Soul Bird: Whiffenpoof is an album by Latin jazz vibraphonist Cal Tjader recorded in 1965 and released on the Verve label.

Reception

The Allmusic review by  Alex Henderson awarded the album 3 stars stating, "it's an enjoyable demonstration of the vibist's ability to be a bit more commercial than usual and still maintain his bop-based integrity".

···

• _REQUIRED TASKS_:
- A) According to the album description, which label released Soul Bird: Whiffenpoof?
- B) Pull out each line of the entries that contains the string "tuft". Case counts.

···

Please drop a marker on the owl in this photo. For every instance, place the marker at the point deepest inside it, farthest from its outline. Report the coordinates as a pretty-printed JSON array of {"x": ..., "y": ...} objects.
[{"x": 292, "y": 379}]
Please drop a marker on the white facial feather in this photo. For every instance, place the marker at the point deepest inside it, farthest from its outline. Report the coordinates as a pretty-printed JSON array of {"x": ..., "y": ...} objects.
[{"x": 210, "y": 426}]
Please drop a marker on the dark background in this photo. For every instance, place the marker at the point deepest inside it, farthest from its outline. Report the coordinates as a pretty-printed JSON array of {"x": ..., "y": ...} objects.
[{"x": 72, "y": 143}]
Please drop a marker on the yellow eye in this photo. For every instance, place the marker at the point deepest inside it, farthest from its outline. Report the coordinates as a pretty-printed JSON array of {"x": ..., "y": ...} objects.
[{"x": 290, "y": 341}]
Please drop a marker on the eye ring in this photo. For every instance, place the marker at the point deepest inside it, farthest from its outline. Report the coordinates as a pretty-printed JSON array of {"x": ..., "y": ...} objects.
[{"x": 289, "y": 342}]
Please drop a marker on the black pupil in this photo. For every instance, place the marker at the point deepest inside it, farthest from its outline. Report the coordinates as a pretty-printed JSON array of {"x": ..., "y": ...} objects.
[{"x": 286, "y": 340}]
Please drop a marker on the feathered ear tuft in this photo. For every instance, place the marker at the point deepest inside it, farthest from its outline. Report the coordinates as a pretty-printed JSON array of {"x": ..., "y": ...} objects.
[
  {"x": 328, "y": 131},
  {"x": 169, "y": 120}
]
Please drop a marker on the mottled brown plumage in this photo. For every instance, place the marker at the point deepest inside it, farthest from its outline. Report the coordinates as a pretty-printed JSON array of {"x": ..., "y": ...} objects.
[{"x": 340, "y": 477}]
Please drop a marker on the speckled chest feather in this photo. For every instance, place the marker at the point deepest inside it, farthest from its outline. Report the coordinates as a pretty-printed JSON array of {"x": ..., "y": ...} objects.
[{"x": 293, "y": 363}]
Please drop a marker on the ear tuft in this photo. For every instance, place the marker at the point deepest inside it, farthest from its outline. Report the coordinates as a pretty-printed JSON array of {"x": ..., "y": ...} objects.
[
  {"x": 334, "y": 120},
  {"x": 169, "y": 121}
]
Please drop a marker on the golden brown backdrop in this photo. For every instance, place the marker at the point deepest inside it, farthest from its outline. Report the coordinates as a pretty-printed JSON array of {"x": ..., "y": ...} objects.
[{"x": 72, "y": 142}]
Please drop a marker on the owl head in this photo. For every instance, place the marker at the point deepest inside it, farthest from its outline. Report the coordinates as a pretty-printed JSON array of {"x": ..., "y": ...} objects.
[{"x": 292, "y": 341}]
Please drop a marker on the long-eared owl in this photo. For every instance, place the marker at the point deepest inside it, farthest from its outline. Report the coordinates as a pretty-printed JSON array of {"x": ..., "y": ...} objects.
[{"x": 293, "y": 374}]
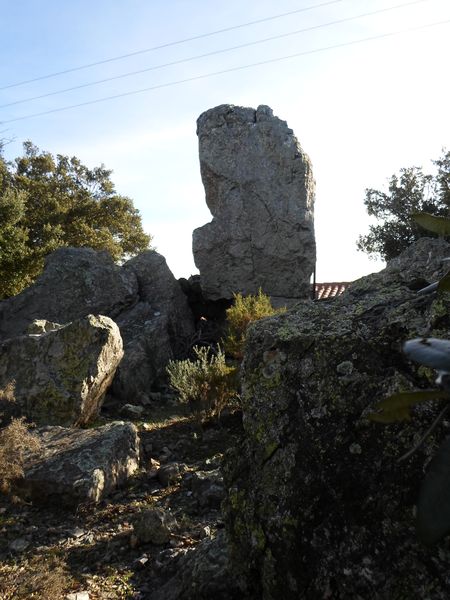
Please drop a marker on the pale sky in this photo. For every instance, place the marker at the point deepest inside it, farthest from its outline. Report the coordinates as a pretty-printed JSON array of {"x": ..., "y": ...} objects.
[{"x": 361, "y": 110}]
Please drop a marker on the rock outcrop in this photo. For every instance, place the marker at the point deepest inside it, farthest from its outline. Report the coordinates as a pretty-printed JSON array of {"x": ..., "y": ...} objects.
[
  {"x": 142, "y": 296},
  {"x": 75, "y": 466},
  {"x": 60, "y": 377},
  {"x": 260, "y": 190},
  {"x": 75, "y": 282},
  {"x": 317, "y": 504},
  {"x": 155, "y": 330}
]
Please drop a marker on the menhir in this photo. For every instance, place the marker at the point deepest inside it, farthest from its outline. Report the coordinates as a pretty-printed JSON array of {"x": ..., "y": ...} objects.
[{"x": 260, "y": 190}]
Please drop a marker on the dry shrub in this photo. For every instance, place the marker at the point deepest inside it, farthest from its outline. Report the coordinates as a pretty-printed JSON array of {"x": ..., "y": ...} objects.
[
  {"x": 15, "y": 441},
  {"x": 244, "y": 311},
  {"x": 41, "y": 578},
  {"x": 206, "y": 384}
]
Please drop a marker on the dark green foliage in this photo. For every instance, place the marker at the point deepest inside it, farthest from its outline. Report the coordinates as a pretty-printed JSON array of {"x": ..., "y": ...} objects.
[
  {"x": 206, "y": 384},
  {"x": 47, "y": 202},
  {"x": 409, "y": 193},
  {"x": 433, "y": 508},
  {"x": 244, "y": 311}
]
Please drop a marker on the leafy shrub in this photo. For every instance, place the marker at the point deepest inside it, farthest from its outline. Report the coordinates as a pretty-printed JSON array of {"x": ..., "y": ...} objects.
[
  {"x": 244, "y": 311},
  {"x": 206, "y": 384},
  {"x": 433, "y": 506},
  {"x": 15, "y": 441}
]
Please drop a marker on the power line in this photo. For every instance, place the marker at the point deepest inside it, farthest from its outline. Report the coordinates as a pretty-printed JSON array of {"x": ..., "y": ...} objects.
[
  {"x": 212, "y": 53},
  {"x": 169, "y": 44},
  {"x": 231, "y": 70}
]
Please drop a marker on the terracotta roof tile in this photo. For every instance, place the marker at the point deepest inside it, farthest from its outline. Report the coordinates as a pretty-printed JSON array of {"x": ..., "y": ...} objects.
[{"x": 330, "y": 290}]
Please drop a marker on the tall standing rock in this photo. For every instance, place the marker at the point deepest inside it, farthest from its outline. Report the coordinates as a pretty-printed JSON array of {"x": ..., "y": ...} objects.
[{"x": 260, "y": 190}]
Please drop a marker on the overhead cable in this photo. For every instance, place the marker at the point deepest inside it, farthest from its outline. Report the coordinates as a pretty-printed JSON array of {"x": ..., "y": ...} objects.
[
  {"x": 173, "y": 43},
  {"x": 230, "y": 70},
  {"x": 213, "y": 53}
]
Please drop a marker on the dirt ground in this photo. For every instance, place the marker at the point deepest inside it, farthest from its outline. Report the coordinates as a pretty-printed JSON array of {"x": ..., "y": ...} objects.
[{"x": 49, "y": 553}]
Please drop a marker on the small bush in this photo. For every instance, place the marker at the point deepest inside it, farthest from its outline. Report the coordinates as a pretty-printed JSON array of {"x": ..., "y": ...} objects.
[
  {"x": 244, "y": 311},
  {"x": 206, "y": 384},
  {"x": 15, "y": 441}
]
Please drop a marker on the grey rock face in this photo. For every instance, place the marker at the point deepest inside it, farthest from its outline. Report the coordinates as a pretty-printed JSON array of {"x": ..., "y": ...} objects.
[
  {"x": 153, "y": 526},
  {"x": 317, "y": 505},
  {"x": 75, "y": 466},
  {"x": 155, "y": 330},
  {"x": 142, "y": 296},
  {"x": 61, "y": 376},
  {"x": 75, "y": 282},
  {"x": 202, "y": 573},
  {"x": 260, "y": 190}
]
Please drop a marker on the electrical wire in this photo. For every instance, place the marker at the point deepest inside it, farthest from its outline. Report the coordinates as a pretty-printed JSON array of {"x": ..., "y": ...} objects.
[
  {"x": 213, "y": 53},
  {"x": 231, "y": 70},
  {"x": 174, "y": 43}
]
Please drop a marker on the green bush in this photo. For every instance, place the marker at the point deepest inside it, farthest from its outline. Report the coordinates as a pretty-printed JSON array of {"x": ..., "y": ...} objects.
[
  {"x": 206, "y": 384},
  {"x": 244, "y": 311}
]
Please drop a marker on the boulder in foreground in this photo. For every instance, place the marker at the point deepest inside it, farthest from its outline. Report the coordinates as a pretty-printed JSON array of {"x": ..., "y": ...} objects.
[
  {"x": 75, "y": 466},
  {"x": 317, "y": 504},
  {"x": 60, "y": 377}
]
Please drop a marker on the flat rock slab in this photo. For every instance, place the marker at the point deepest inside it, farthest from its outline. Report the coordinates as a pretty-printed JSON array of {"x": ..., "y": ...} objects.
[
  {"x": 76, "y": 465},
  {"x": 60, "y": 377},
  {"x": 317, "y": 504}
]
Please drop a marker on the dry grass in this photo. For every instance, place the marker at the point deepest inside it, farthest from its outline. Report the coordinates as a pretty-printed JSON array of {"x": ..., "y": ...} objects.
[
  {"x": 38, "y": 579},
  {"x": 15, "y": 441}
]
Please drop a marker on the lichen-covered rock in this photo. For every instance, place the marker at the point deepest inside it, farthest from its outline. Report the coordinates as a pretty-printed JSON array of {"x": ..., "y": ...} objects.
[
  {"x": 75, "y": 282},
  {"x": 75, "y": 466},
  {"x": 153, "y": 526},
  {"x": 142, "y": 297},
  {"x": 60, "y": 377},
  {"x": 157, "y": 329},
  {"x": 204, "y": 572},
  {"x": 260, "y": 190},
  {"x": 317, "y": 505}
]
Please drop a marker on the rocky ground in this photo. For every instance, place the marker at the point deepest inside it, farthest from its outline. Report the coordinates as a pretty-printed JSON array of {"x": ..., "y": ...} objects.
[{"x": 142, "y": 537}]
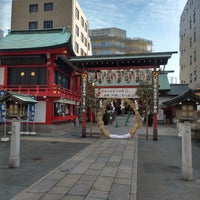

···

• _RESPONSES TO THE TASKS_:
- A) Verve

- B)
Please drop a marker on the feathered ear tuft in this photo. For every instance, place the marker at the point deepest inside it, farthest from its outline. Report the coordinates as a pretty-printed JSON array of {"x": ..., "y": ...} objects.
Please drop a marker on the ear tuft in this photo. For every instance, place the marker at the point deepest inside it, farthest from its outline. Report the coordinates as a pretty-printed JSON array of {"x": ..., "y": ...} objects.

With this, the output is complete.